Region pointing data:

---+---

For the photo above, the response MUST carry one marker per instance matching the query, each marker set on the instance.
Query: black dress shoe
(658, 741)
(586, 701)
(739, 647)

---+---

Exercise - Nothing in the data should be left out when you retype it exactly.

Output of the task -
For the photo above, the response MUST carry one marker per instance matching the query, each marker set on the instance.
Query: black dress shoe
(658, 741)
(586, 701)
(739, 647)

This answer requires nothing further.